START Data section

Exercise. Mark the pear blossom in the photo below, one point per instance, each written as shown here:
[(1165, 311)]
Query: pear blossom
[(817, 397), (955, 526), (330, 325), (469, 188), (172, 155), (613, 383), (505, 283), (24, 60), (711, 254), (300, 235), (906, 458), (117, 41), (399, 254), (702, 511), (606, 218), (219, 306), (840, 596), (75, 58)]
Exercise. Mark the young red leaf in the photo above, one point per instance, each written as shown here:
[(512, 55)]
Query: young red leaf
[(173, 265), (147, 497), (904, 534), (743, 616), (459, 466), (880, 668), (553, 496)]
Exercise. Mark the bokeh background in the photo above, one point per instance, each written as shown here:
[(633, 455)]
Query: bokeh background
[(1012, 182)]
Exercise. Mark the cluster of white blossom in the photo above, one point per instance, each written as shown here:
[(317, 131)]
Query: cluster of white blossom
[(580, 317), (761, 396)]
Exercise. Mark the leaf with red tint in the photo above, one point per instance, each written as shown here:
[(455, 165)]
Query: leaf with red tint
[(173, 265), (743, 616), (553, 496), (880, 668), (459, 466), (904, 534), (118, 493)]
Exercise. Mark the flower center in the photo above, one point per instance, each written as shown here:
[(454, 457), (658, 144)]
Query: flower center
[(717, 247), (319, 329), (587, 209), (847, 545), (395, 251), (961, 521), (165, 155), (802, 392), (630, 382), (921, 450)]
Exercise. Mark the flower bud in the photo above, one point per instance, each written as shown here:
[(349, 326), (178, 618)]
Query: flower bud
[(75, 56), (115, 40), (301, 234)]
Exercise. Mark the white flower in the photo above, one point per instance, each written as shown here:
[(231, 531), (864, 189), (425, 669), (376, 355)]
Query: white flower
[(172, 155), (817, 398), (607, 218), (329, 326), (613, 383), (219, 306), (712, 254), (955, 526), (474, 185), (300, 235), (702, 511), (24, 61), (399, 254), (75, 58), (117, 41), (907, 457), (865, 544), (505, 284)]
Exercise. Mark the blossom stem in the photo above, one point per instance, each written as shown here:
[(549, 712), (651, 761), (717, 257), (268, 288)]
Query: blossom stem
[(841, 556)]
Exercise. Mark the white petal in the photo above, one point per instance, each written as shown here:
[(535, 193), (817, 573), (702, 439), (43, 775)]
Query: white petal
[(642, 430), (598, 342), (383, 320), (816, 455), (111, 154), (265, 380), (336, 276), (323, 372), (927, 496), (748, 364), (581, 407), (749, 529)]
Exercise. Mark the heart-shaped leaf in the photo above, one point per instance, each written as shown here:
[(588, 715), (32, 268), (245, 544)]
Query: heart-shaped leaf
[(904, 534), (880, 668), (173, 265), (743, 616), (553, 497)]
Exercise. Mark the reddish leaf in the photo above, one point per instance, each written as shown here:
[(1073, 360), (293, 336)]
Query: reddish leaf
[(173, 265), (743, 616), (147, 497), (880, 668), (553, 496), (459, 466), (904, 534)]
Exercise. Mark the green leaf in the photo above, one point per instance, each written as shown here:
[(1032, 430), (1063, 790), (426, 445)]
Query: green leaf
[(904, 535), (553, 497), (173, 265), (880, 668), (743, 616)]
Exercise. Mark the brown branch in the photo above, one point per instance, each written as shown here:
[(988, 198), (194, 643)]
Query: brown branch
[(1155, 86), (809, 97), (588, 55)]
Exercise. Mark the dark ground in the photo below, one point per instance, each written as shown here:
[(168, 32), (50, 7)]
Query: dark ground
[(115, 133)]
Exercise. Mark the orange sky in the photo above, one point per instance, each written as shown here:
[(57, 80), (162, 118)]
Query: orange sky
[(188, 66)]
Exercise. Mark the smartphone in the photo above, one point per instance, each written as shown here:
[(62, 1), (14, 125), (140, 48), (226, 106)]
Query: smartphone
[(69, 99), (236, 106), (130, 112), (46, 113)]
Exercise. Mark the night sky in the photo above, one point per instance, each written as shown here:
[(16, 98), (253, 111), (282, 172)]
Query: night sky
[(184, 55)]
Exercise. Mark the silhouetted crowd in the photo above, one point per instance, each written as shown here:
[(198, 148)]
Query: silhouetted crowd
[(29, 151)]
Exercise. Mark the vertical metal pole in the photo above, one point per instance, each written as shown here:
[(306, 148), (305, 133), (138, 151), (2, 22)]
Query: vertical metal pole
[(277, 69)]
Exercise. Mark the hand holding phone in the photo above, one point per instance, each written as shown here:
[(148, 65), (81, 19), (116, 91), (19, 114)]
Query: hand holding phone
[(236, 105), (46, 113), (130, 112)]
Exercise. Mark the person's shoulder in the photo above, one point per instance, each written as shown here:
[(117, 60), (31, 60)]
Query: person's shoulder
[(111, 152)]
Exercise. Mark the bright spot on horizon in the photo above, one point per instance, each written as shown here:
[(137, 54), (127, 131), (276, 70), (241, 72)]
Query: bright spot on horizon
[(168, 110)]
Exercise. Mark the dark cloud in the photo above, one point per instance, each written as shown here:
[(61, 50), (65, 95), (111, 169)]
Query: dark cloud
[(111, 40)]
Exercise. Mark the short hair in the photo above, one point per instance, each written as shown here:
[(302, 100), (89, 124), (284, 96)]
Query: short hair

END Data section

→ **Instructions to follow**
Can you quote all of the records above word for word, leaving nothing out?

→ **Response for this exercise**
Exercise. Mark the pear blossom in the photo below, one point per instance, each written as shown here:
[(1165, 311)]
Query: pear blossom
[(817, 397), (955, 526), (330, 325), (469, 188), (172, 155), (613, 383), (505, 283), (24, 60), (711, 254), (300, 235), (906, 458), (117, 41), (399, 254), (702, 511), (606, 218), (219, 306), (840, 596), (75, 58)]
Exercise. Mark the young red leaf in the photo above, one point per instance, each written as shown here:
[(512, 55)]
Query: young red leaf
[(173, 265), (147, 497), (904, 534), (743, 616), (459, 466), (880, 668), (553, 496)]
Exercise. Mark the bokeh background in the photo above, one point per instance, each written as shown here:
[(633, 455)]
Query: bokeh background
[(1012, 182)]
Exercise. Mark the cluster of white blossom in the photo above, one point per instance, each written as shown here:
[(317, 131)]
Query: cluster of white blossom
[(580, 317), (761, 396)]
Exercise. Mark the leaf with red tint in the photo above, one point per instance, each written as shown here:
[(455, 165)]
Query: leaf with red tint
[(173, 265), (743, 616), (553, 496), (880, 668), (459, 466), (904, 534), (118, 493)]
Exercise. Mark the flower center in the photo above, one point per instance, each written as shown here:
[(454, 457), (658, 144)]
Query: flower center
[(717, 247), (319, 329), (587, 209), (847, 545), (395, 251), (961, 521), (165, 155), (802, 392), (630, 382), (921, 450)]
Exercise. Mark the flower bud in the photo above, one point per instance, each written as shown here:
[(349, 326), (178, 618)]
Query: flower bud
[(75, 56), (115, 40), (301, 234)]
Exercise. Mark the white flower in the photo above, one point per instance, each written as shown here:
[(231, 531), (864, 189), (425, 669), (376, 355)]
Query: white flower
[(172, 155), (817, 398), (607, 218), (329, 326), (613, 383), (219, 306), (712, 254), (955, 526), (474, 185), (300, 235), (702, 511), (24, 61), (399, 254), (75, 58), (117, 41), (907, 457), (865, 544), (505, 284)]
Exercise. Mark the blossom stem in the photo above, one point per instance, each written as shown here:
[(549, 712), (651, 761), (717, 257), (268, 288)]
Query: blossom stem
[(841, 556)]
Exercise. Mark the white petal in the photo above, one point per instance, each written as shown here:
[(535, 193), (817, 573), (702, 439), (43, 775)]
Query: white petal
[(642, 430), (598, 342), (383, 320), (816, 455), (111, 154), (265, 380), (336, 276), (323, 372), (927, 496), (748, 364), (581, 407), (749, 529)]
Exercise. Mark the heart-shaped leaf in the photo above, one point per instance, each written as shown here:
[(588, 715), (32, 268), (245, 544)]
Query: heart-shaped leaf
[(904, 534), (880, 668), (173, 265), (743, 616), (553, 497)]
Exercise. Mark the reddish leaf in the photo above, one point per instance, each written as shown here:
[(1073, 360), (293, 336)]
Query: reddish leaf
[(173, 265), (743, 616), (147, 497), (880, 668), (553, 496), (459, 466), (904, 534)]
Exercise. Mark the green leaf in the photo above, one point per instance, each written as shown here:
[(1032, 430), (1063, 790), (426, 445)]
Query: green leaf
[(904, 535), (553, 497), (173, 265), (880, 668), (743, 616)]
Exercise. Mark the brown branch in the photo above, one point per instance, each written as shown here:
[(988, 198), (194, 643)]
Query: brown branch
[(1155, 86), (809, 97), (588, 55)]
Exercise. Mark the dark ground in the photo below, one point per instance, each written as shown here:
[(168, 32), (50, 7)]
Query: dark ground
[(115, 133)]
Exercise. Mark the orange sky in the photo above, one point per instance, each written as shown here:
[(57, 80), (162, 118)]
Query: orange sky
[(188, 66)]
Exercise. Mark the smartphone in the photo above, one point per instance, each written as shown here:
[(62, 1), (14, 125), (140, 48), (226, 106)]
Query: smartphone
[(69, 99), (236, 106), (130, 112), (46, 113)]
Exercise. Mark the night sky in the photo above, one point per instance, each written as shown here:
[(16, 98), (253, 111), (282, 172)]
Query: night sky
[(184, 55)]
Exercise. Mark the silhouetted crowd in the photo above, one point per instance, each written as shown here:
[(198, 148)]
Query: silhouetted crowd
[(29, 151)]
Exercise. Mark the vertical metal pole in the photo above, one point per instance, each written as shown here:
[(306, 148), (305, 133), (138, 151), (2, 22)]
Query: vertical metal pole
[(277, 69)]
Exercise. Mark the hand holding phone in the photo above, one point per instance, each written as shown here:
[(148, 65), (81, 19), (116, 91), (19, 114)]
Query: hand holding phone
[(236, 105), (46, 113), (130, 112)]
Exercise. Mark the person's shoulder in the photo above, one point per instance, each written as shown here:
[(117, 60), (31, 60)]
Query: person's shoulder
[(111, 152)]
Exercise. Mark the bright spot on horizon in the photo above, one point per instance, each written as shown here:
[(137, 54), (127, 131), (276, 70), (241, 72)]
Query: bright spot on horizon
[(168, 110)]
Exercise. Mark the dark cloud in the photo above, one point per instance, each written as shown here:
[(61, 50), (65, 95), (111, 169)]
Query: dark cloud
[(111, 40)]
Exercise. Mark the short hair in the photo above, one point per instance, each written as shown here:
[(302, 100), (89, 124), (284, 96)]
Query: short hair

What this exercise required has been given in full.